_Tasks for this exercise_.
**1.** List every number or date written in figures in the blog excerpt about living with chronic illness.
**2.** From the blog excerpt about living with chronic illness, copy out everything from "1. i have been" down to "accept it,they cant.".

_Extract provided_.
.....

We are the only people there are who can teach future generations that OK maybe having a chronic illness or being housebound isn’t something to aim for, but it isn’t something to live in fear of either. This circle has to be broken, life goes on, it’s changed, but it still goes on.

Please read my blog from 2 years ago today – 01/11/2013 – Positive about me

How we see ourselves and how we see our role is something that actually grows, not diminishes as illness redefines us. It can be hard to just look in a mirror or to try to cover the body we don’t recognise with clothes…..

7 thoughts on “World changing

  1. i have been housebound for quite a few years now,and i agree with all you say,i feel the same way as you do,its others that have a problem with it, i can accept it,they cant.

.....

_Provided records_.
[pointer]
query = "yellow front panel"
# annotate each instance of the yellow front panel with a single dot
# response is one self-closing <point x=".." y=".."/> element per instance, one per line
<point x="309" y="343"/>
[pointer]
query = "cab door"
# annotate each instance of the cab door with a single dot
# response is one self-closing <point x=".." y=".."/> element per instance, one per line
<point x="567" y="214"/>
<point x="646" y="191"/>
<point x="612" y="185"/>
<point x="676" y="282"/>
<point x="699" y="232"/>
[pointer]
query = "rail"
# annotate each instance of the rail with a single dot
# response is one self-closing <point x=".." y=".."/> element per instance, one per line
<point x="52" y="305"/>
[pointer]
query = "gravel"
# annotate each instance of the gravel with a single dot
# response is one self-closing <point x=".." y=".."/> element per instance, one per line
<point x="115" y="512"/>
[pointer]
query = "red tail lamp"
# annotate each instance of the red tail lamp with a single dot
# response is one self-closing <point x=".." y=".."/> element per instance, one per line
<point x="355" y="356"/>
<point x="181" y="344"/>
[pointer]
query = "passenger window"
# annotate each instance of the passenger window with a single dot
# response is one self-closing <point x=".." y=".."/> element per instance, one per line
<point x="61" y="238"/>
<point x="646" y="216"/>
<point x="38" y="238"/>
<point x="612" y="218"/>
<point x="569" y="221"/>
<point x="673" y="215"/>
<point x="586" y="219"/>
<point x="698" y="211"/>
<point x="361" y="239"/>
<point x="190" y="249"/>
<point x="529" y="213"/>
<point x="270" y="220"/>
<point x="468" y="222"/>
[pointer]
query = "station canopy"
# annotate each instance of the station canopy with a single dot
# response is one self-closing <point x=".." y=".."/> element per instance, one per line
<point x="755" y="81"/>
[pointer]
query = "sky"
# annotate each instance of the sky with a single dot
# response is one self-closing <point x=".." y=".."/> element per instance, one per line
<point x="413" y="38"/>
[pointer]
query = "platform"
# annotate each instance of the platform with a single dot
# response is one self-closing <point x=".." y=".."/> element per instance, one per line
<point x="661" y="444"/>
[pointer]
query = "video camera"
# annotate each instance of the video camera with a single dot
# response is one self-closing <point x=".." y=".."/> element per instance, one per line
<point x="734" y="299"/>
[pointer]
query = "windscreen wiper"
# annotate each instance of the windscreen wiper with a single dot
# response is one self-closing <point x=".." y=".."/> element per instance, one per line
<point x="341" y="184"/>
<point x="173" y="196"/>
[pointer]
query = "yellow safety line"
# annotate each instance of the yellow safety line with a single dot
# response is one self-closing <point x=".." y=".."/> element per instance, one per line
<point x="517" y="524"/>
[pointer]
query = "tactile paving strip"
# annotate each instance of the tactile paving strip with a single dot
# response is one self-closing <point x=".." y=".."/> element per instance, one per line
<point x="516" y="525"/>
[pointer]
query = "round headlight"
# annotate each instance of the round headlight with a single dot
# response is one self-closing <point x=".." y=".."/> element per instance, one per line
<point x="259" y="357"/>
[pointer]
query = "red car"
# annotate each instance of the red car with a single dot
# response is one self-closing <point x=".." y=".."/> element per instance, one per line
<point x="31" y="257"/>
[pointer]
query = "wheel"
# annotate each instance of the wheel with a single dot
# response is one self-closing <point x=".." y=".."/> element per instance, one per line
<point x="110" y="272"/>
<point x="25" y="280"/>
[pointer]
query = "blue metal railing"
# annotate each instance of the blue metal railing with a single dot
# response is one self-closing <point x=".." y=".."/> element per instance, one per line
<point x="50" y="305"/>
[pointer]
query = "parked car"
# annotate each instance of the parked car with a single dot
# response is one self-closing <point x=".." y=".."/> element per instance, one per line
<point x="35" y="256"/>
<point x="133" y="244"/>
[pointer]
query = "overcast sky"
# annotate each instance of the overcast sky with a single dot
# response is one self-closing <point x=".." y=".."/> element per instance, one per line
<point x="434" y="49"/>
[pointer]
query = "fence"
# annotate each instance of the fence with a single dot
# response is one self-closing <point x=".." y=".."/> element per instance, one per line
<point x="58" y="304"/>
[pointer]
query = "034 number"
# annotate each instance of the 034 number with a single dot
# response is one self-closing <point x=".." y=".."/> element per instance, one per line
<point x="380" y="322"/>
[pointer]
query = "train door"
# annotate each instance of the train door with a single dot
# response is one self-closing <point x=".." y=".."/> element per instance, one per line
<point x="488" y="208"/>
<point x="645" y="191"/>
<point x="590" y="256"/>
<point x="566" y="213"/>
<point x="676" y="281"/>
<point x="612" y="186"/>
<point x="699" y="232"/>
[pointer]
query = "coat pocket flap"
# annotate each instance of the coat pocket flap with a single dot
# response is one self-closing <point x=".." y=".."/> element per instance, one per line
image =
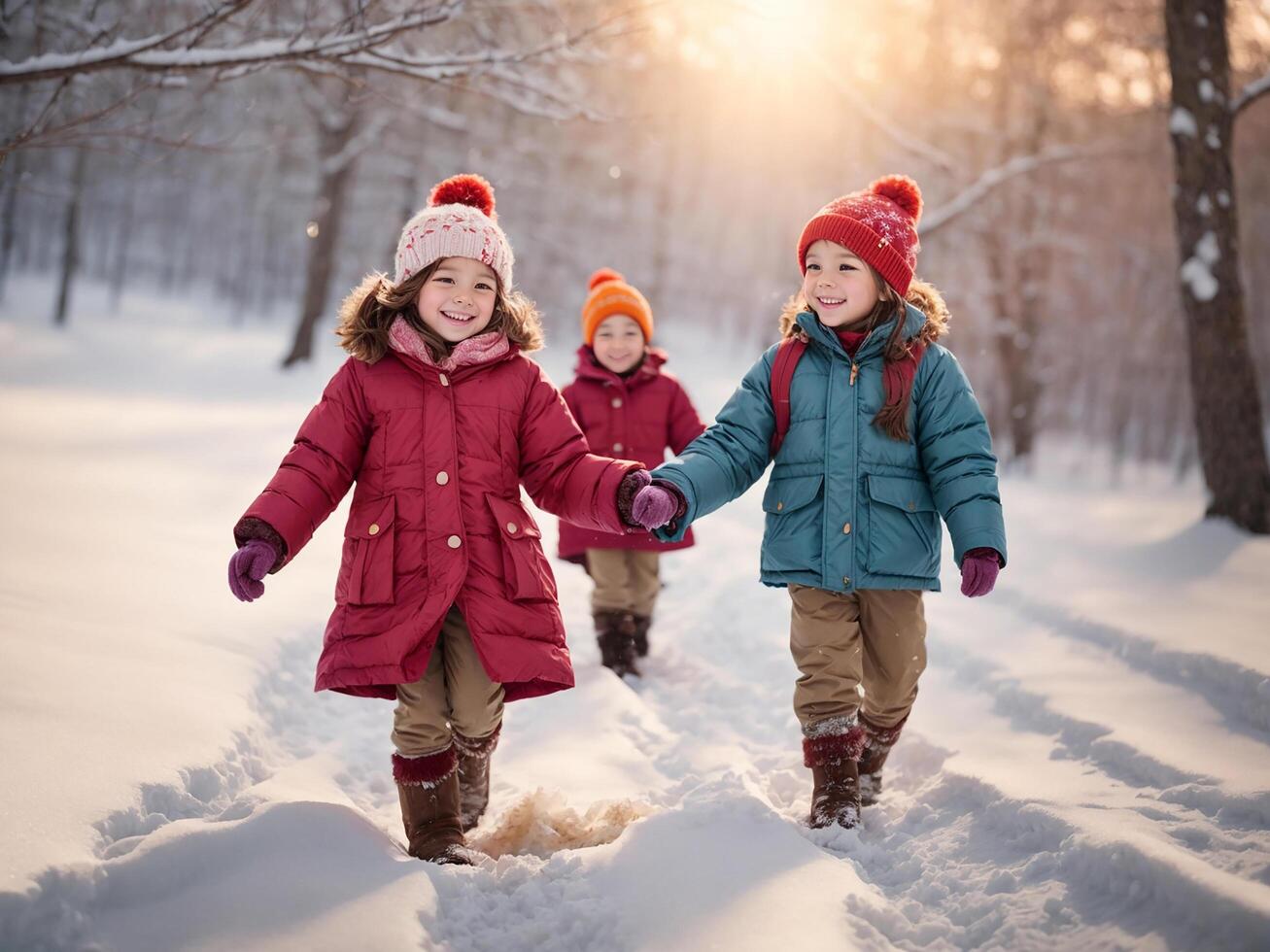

.....

_Expected outputs_.
**1.** 2, 01/11/2013, 7, 1

**2.**
1. i have been housebound for quite a few years now,and i agree with all you say,i feel the same way as you do,its others that have a problem with it, i can accept it,they cant.